- _Problem_: Count how many lines in the data below include "query". Answer with the number only.

++++ Input data

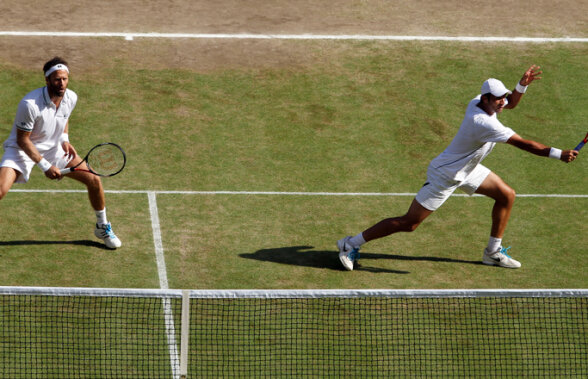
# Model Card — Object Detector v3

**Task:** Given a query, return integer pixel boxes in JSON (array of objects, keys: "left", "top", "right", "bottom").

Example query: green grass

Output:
[
  {"left": 0, "top": 39, "right": 587, "bottom": 377},
  {"left": 0, "top": 41, "right": 586, "bottom": 290},
  {"left": 0, "top": 193, "right": 159, "bottom": 288},
  {"left": 159, "top": 194, "right": 587, "bottom": 289}
]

++++++++

- _Exercise output_: 2